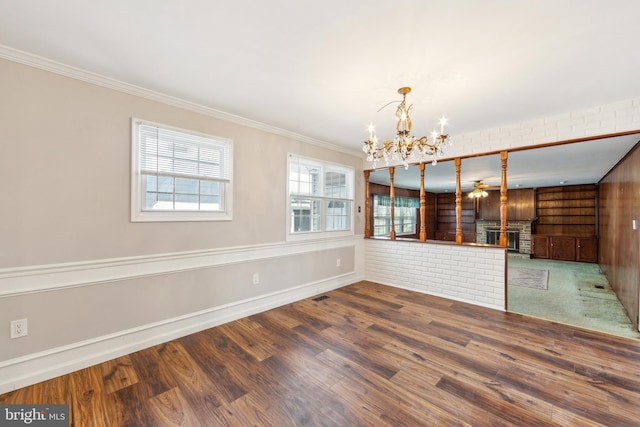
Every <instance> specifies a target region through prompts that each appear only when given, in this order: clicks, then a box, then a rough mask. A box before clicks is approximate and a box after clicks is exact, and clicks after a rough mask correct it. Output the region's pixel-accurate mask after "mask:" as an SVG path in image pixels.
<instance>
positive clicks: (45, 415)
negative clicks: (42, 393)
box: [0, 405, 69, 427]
==
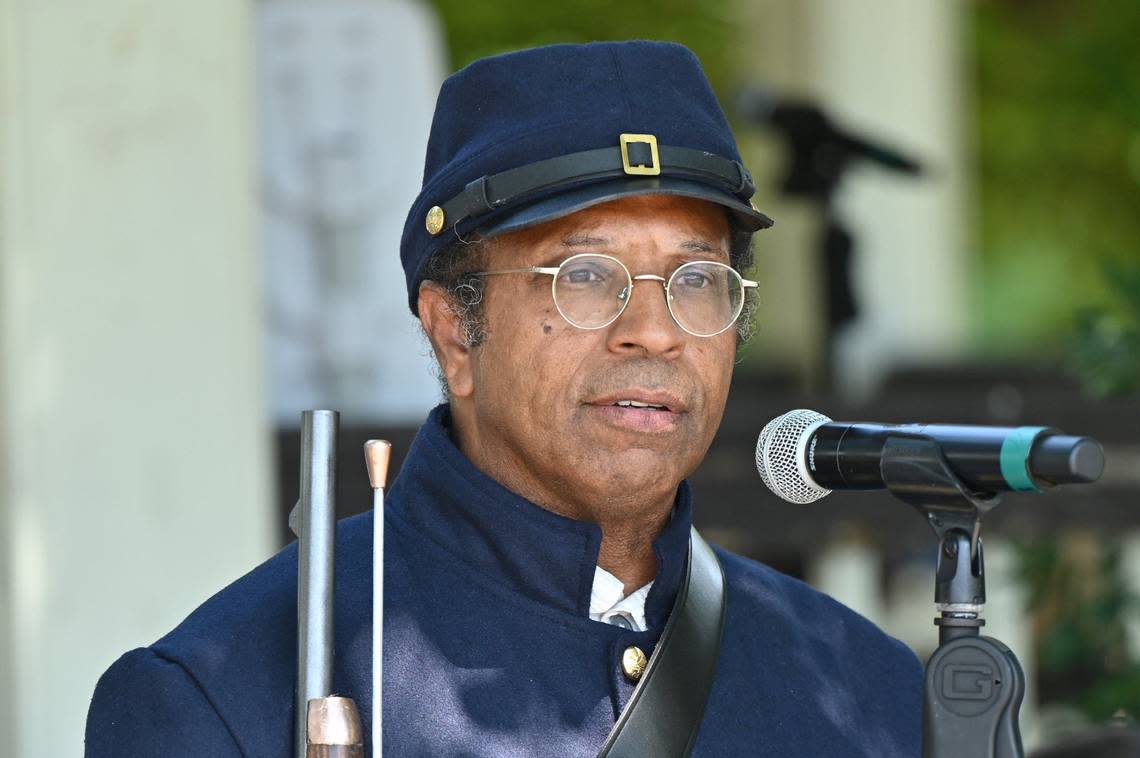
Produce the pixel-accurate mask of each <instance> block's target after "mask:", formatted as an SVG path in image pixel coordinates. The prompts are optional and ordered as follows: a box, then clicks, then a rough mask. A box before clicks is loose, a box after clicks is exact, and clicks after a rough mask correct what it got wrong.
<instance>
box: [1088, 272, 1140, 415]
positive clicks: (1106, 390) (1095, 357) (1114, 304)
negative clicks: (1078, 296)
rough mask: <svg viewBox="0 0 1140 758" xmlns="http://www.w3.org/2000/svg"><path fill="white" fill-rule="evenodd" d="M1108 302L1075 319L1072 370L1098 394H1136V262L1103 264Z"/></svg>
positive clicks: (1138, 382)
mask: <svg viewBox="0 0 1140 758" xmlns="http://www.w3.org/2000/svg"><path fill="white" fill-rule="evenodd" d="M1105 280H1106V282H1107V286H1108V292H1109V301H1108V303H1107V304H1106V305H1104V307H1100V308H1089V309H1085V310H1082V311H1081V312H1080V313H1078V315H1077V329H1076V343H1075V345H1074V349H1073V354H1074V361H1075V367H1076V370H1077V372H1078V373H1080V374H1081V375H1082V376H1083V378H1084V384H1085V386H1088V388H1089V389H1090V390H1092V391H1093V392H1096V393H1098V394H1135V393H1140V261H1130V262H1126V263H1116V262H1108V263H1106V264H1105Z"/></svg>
==
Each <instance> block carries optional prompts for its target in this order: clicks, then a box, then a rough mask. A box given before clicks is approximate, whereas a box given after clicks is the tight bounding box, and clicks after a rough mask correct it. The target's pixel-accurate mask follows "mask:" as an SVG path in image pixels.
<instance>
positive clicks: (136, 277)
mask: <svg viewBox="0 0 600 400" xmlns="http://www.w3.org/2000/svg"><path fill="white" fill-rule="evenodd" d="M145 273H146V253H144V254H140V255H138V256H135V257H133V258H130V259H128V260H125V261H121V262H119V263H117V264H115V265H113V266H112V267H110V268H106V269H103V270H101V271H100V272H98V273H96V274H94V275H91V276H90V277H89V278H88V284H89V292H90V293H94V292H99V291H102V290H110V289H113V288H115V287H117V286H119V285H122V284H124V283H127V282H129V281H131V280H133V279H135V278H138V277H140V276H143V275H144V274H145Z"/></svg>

- **What is required**
Express the part above that opens with the line containing "Each <instance> block carries" and closes with the line containing "positive clicks: (136, 277)" as a Markdown table with the columns Row and Line. Number each line in Row, put the line itself in Line, and leave out any blank lines.

- **Result of the exercise**
| Row | Line |
|---|---|
| 1 | Each <instance> block carries optional prompts for its target in this order: clicks, then a box, then a rough mask. A box given before clicks is approximate, whereas a box given after clicks is the tight bounding box, and clicks after a rough mask correct it. The target's pixel-accurate mask follows "mask:" as an SVG path in image pixels. |
| 2 | <instance> |
| 3 | positive clicks: (136, 277) |